WHAT TO PRODUCE
An identical copy of the data below is needed.

Records excerpted from a collection
****************************************

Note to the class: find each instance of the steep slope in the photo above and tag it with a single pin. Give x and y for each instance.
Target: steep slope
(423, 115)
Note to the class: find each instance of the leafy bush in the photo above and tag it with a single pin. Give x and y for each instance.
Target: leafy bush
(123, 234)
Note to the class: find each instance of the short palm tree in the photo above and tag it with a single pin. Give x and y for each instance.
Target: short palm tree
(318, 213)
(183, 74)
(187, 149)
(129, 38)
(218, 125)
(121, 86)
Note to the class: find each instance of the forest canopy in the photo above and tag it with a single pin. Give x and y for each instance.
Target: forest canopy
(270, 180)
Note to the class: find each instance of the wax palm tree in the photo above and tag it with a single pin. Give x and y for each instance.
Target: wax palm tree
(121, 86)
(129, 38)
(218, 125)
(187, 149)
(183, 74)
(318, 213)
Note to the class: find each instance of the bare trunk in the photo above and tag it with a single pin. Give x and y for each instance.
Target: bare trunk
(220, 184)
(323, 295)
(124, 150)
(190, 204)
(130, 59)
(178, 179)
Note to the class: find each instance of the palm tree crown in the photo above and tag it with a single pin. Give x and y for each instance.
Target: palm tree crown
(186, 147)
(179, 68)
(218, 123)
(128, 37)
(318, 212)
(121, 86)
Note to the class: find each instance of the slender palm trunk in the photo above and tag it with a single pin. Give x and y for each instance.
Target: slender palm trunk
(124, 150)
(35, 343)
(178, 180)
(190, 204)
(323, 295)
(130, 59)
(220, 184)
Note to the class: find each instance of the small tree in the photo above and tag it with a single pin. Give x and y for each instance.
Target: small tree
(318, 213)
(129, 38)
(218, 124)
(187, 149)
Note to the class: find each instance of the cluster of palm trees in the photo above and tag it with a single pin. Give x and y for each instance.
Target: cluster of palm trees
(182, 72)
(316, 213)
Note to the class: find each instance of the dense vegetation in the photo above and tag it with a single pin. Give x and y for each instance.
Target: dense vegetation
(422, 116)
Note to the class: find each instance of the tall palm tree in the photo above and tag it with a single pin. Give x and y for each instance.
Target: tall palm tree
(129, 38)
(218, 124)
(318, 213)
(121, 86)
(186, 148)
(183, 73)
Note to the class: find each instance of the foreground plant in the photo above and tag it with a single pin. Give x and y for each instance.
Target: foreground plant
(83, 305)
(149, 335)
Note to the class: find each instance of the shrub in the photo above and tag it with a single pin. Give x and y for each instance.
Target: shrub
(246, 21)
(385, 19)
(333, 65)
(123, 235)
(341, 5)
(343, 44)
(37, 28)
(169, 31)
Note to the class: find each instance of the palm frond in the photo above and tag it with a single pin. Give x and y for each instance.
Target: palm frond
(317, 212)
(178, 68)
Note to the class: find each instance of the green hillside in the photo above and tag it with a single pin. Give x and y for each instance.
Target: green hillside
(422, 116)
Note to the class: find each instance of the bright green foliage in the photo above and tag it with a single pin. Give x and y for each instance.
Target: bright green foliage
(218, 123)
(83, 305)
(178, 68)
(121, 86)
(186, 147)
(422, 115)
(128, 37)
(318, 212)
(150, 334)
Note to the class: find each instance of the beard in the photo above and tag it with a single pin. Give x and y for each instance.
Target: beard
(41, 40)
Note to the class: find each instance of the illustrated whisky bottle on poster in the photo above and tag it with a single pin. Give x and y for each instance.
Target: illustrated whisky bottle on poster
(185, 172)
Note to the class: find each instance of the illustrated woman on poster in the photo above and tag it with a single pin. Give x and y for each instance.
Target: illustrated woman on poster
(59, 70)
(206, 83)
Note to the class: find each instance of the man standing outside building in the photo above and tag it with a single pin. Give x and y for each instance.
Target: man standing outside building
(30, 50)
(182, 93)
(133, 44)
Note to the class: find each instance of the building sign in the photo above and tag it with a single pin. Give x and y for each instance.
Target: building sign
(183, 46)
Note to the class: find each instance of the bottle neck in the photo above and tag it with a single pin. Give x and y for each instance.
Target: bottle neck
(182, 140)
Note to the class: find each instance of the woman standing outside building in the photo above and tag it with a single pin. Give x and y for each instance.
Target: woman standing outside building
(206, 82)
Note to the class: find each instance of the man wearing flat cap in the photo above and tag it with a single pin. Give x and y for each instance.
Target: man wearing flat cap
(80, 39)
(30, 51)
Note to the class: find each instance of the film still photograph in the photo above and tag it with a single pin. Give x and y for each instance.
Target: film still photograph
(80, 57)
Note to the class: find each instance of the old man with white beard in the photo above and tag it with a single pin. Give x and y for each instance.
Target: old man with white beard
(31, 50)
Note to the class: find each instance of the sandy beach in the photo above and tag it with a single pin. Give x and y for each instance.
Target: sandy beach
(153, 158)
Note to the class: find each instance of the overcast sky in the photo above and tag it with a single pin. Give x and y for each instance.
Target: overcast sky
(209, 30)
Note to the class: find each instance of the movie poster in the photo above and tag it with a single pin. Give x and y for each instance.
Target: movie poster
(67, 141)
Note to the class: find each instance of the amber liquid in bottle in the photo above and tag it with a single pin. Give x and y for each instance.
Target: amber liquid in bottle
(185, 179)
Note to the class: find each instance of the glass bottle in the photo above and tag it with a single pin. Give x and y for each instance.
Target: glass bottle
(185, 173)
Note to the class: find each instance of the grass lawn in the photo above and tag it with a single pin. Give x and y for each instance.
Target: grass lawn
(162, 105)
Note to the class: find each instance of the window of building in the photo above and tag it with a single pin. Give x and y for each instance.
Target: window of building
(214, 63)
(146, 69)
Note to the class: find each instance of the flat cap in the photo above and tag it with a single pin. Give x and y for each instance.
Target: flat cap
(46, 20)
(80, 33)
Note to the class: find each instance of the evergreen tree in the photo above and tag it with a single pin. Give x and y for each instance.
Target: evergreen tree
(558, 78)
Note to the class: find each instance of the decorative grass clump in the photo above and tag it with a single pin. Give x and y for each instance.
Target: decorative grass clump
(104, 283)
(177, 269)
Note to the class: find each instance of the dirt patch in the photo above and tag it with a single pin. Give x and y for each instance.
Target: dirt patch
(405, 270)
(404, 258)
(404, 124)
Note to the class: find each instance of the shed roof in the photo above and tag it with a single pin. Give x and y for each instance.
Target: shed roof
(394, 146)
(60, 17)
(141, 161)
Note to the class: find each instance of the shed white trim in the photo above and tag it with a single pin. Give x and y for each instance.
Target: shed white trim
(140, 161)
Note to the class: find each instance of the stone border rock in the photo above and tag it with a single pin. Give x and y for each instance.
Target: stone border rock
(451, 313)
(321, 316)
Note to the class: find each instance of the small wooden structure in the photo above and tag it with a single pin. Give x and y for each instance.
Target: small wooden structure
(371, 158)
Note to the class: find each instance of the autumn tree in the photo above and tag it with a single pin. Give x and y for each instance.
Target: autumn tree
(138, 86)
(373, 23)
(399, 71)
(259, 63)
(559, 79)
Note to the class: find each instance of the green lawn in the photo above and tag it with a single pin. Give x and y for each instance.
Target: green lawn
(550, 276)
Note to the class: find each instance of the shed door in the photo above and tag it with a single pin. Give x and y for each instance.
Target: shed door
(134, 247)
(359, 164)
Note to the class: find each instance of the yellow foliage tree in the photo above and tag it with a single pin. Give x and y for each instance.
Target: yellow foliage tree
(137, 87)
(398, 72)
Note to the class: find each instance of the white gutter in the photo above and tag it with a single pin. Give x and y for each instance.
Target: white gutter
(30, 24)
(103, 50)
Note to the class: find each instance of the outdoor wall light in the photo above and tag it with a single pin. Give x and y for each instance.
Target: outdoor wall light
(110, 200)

****************************************

RESULT OF THE TASK
Note to the class: find each instance of the steep slope in the photo above and tag it with a single pin. Give x and y for each instance.
Target: steep slope
(423, 115)
Note to the class: find each instance of the leafy bush in the photo above and tag it with a single pin. Give x and y for each instance.
Target: leafy bush
(123, 234)
Note to the class: find each instance of the short palm tree in the photo above and tag it with a single pin. Give x and y for each instance.
Target: short palm tree
(318, 213)
(183, 74)
(187, 149)
(129, 38)
(218, 125)
(121, 86)
Note to the class: find each instance of the forest canopy in the photo above and tag it with a single pin. Give x and y for each instance.
Target: forest canopy
(270, 180)
Note to the class: find each instance of the wax palm tree in the photo above and tag it with a single pin. Give x and y for each instance.
Target: wax palm tree
(121, 86)
(129, 38)
(218, 125)
(187, 149)
(183, 74)
(318, 213)
Note to the class: find each instance of the bare trunk in the photo above and tag it with a single pin. Give x and y for each instance.
Target: bare trunk
(220, 184)
(323, 295)
(124, 150)
(190, 204)
(130, 59)
(178, 179)
Note to the class: find each instance of the palm tree crown in the photo above and tag it with a single pin. Give x and y for each instance.
Target: palm tree crown
(186, 147)
(179, 68)
(218, 123)
(128, 37)
(318, 212)
(121, 86)
Note to the class: find each instance of the slender palm trunk in the photo above and tag it with a single pin. Give x and y for each instance.
Target: slender palm trunk
(124, 150)
(35, 343)
(178, 180)
(190, 204)
(323, 295)
(130, 59)
(220, 184)
Note to the class: find each instance of the small tree in the photo above and tag it with a single pin. Give x and y for each instance.
Target: small tree
(318, 213)
(129, 38)
(218, 124)
(187, 149)
Note to the class: find each instance of the cluster of palm trees in the photo above and tag it with a single pin. Give x and y for each instance.
Target: cluster of palm trees
(182, 72)
(316, 213)
Note to the class: find each instance of the dense vegetation in the photo above and tag it with a single pin. Give x and y for each instance.
Target: dense vegetation
(422, 116)
Note to the class: find each instance of the tall palm tree in the photo above and tag it with a single pin. Give x and y for each instance.
Target: tall palm tree
(129, 38)
(218, 124)
(318, 213)
(121, 86)
(186, 148)
(183, 73)
Note to the class: find each instance of the foreground plant in the photo above and tag it with a single pin. Give x and y for each instance.
Target: foreground plant
(83, 305)
(149, 335)
Note to the class: find each instance of the shrub in the photo above and tag it with a single pin. Give x and y for each instance.
Target: shrub
(246, 21)
(385, 19)
(333, 65)
(123, 235)
(341, 5)
(343, 44)
(37, 28)
(169, 31)
Note to the class: find each instance of the palm frond in the photo above and tag it with a single pin. Give x and y for each instance.
Target: palm frond
(317, 212)
(178, 68)
Note to the class: find each instance of the green hillside in the photo above and tag it with a single pin. Give x and y for each instance.
Target: green hillside
(422, 116)
Note to the class: find each instance of the bright green foliage in the photo above and tag it with a single pin. Give x and y for each instance.
Target: bright green foliage
(218, 123)
(83, 305)
(178, 68)
(121, 86)
(186, 147)
(422, 115)
(128, 37)
(318, 212)
(150, 334)
Note to the class: find each instance of the beard in the photo above and tag it with a single pin. Give x and y for each instance.
Target: beard
(41, 40)
Note to the class: find each instance of the illustrated whisky bottle on poster in the photo above and tag it with a single pin. Give x and y for each instance.
Target: illustrated whisky bottle on poster
(185, 172)
Note to the class: find each instance of the illustrated woman on poster in the photo above and tag it with a single pin. Give x and y for each instance.
Target: illustrated woman on poster
(59, 70)
(206, 83)
Note to the class: find each instance of the man standing outside building in the photo above and tag it with a single pin. Give x and y for each instance.
Target: man standing outside building
(30, 50)
(182, 93)
(133, 44)
Note to the class: find each instance of the building sign in the photo above and tag it with a single pin. Give x and y for each instance.
Target: building sign
(183, 46)
Note to the class: find each instance of the bottle neck in the photo above and tag it with a single pin. Give x and y for each instance.
Target: bottle neck
(182, 140)
Note to the class: find each instance of the woman standing outside building in the photo above and tag it with a single pin. Give x and y for each instance.
Target: woman standing outside building
(206, 82)
Note to the class: find each instance of the man wearing flat cap in the photo above and tag it with a single pin. Give x and y for each instance.
Target: man wearing flat cap
(80, 39)
(30, 51)
Note to the class: find each instance of the film still photograph in the photo above and tag it with a single pin. Give x and y for each instance.
Target: film still photograph
(80, 57)
Note to the class: find each instance of the old man with white beard in the photo above and tag it with a single pin. Give x and y for each instance.
Target: old man with white beard
(31, 50)
Note to the class: find each instance of the sandy beach in the photo above and tag it with a single pin. Give x and y for each instance.
Target: sandy beach
(153, 158)
Note to the class: find each instance of the overcast sky in the photo above and tag it with a single pin. Give x and y for each instance.
Target: overcast sky
(209, 30)
Note to the class: find each instance of the movie poster in the photo above and tag it with a single pin. Give x and y for each instance.
Target: movie poster
(67, 141)
Note to the class: find each instance of the amber liquid in bottle in the photo above and tag it with a single pin. Give x and y for each instance.
Target: amber liquid in bottle
(185, 179)
Note to the class: find each instance of the glass bottle in the photo above and tag it with a single pin. Give x and y for each instance.
Target: glass bottle
(185, 173)
Note to the class: find each instance of the grass lawn in the photo above and tag it with a single pin. Give x and y for each instance.
Target: grass lawn
(162, 105)
Note to the class: find each instance of the window of building in the photo above and tag it with a single pin. Give x and y for each instance.
Target: window of building
(214, 63)
(146, 69)
Note to the class: find each instance of the flat cap in the photo above and tag it with a single pin. Give x and y for each instance.
Target: flat cap
(46, 20)
(80, 33)
Note to the class: find each instance of the evergreen tree in the photo above and tag it with a single pin. Give x and y for each instance.
Target: evergreen tree
(558, 78)
Note to the class: find each instance of the decorative grass clump in the photo above and tag it with a single pin. Give x and y for each instance.
Target: decorative grass clump
(104, 283)
(177, 269)
Note to the class: find each instance of the dirt patch in the photo above and tag it with a single pin. Give x and y for each instance.
Target: dirt patch
(405, 270)
(404, 258)
(404, 124)
Note to the class: find each instance of the shed roof in the photo above and tag it with a single pin. Give x and y for each instance.
Target: shed roof
(394, 146)
(60, 17)
(141, 161)
Note to the class: find each instance of the shed white trim in the photo above and tag it with a single pin. Give x and y for each instance.
Target: shed white trim
(140, 161)
Note to the class: find each instance of the stone border rock in the photo above and tag it with a single pin. Give x and y for each instance.
Target: stone border rock
(451, 313)
(321, 316)
Note to the class: find each instance of the small wooden structure in the photo above and tag it with a single pin. Give x and y for each instance.
Target: small wooden structure
(371, 158)
Note to the class: find each instance of the autumn tree in the photo above and tag it with a single pin. Give x and y for each instance.
Target: autumn tree
(138, 86)
(373, 23)
(399, 71)
(259, 63)
(559, 79)
Note to the class: find each instance of the green lawn in the photo above and tag it with a single pin. Give x and y for each instance.
Target: green lawn
(550, 276)
Note to the class: find each instance of the shed door in the photo above and tag it with a single pin. Give x and y for each instance.
Target: shed door
(134, 247)
(359, 164)
Note to the class: find each instance of the yellow foliage tree in the photo above and tag it with a single pin. Give x and y for each instance.
Target: yellow foliage tree
(137, 87)
(398, 72)
Note to the class: find each instance of the white gutter in the photo above and tag it with a single pin. Give x and y for each instance.
Target: white gutter
(30, 24)
(103, 50)
Note to the class: find each instance of the outdoor wall light in the photo above and tag it with a single pin. Give x and y for each instance.
Target: outdoor wall light
(110, 200)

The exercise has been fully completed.